[Aim] Output the lines below as a numbered list, one line per item, leaving out any blank lines.

[Material provided]
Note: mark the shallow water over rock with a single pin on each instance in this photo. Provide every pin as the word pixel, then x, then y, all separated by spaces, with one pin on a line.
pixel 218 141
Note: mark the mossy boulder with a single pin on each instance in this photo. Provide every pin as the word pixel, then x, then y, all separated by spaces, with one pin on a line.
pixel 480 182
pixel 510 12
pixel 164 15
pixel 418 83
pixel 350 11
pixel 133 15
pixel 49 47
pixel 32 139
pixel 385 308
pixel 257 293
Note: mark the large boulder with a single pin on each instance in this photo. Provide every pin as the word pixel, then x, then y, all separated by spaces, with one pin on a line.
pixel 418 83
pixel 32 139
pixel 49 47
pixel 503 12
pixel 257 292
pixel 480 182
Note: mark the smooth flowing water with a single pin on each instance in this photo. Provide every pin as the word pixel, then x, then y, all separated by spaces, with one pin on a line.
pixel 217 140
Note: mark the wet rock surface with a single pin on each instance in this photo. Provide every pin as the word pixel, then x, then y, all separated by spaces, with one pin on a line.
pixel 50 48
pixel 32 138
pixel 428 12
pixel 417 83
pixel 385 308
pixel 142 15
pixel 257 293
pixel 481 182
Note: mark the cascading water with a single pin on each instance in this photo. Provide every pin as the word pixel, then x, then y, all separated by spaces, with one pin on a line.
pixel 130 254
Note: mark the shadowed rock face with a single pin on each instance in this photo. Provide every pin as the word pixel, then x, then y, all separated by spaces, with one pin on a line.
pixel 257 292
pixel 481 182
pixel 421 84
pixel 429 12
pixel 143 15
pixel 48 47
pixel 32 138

[Exercise solution]
1. Note: mark the shallow water over rock with a single pin on each instance in this photo. Provide every pin as the word pixel, then x, then y, all separated by spaces, with one pin on a line.
2. pixel 218 141
3. Note: mark the mossy boulder with a single pin on each instance in this photo. Provide every pin as the word pixel, then x, then y, all separated by spaces, with one pin on a line.
4. pixel 480 182
5. pixel 510 12
6. pixel 164 15
7. pixel 418 83
8. pixel 350 11
9. pixel 133 15
10. pixel 49 47
11. pixel 32 139
12. pixel 385 308
13. pixel 257 293
14. Note: mark the large boulder with a single pin on each instance in this photo. Provide every pin as the word pixel, then x, then y, all separated by spaces, with one pin on a line.
15. pixel 418 83
16. pixel 32 139
17. pixel 49 47
18. pixel 503 12
19. pixel 257 292
20. pixel 480 182
21. Note: mark the smooth flowing water with a single pin on each instance in this photo. Provide every pin as the word pixel, then x, then y, all separated by spaces, with one pin on a line.
22. pixel 217 140
23. Note: mark the wet rock surface with a single pin on each instance in this photo. Provide every pin as the word pixel, then x, then y, all separated by spaces, with one pin on a line.
24. pixel 50 48
25. pixel 32 138
26. pixel 428 12
27. pixel 417 83
28. pixel 385 308
29. pixel 142 15
30. pixel 257 293
31. pixel 481 182
32. Note: mark the cascading water with a single pin on each instance in this photo. Provide every pin as the word pixel, then x, then y, all separated by spaces, with one pin on a line.
33. pixel 130 254
34. Note: mark the shadowed rock face with a single pin on each instance in this photo. Provide every pin as the word pixel, then x, then y, all separated by spaces, with one pin on a line.
35. pixel 257 292
36. pixel 481 182
37. pixel 421 84
38. pixel 429 12
39. pixel 143 15
40. pixel 48 47
41. pixel 32 138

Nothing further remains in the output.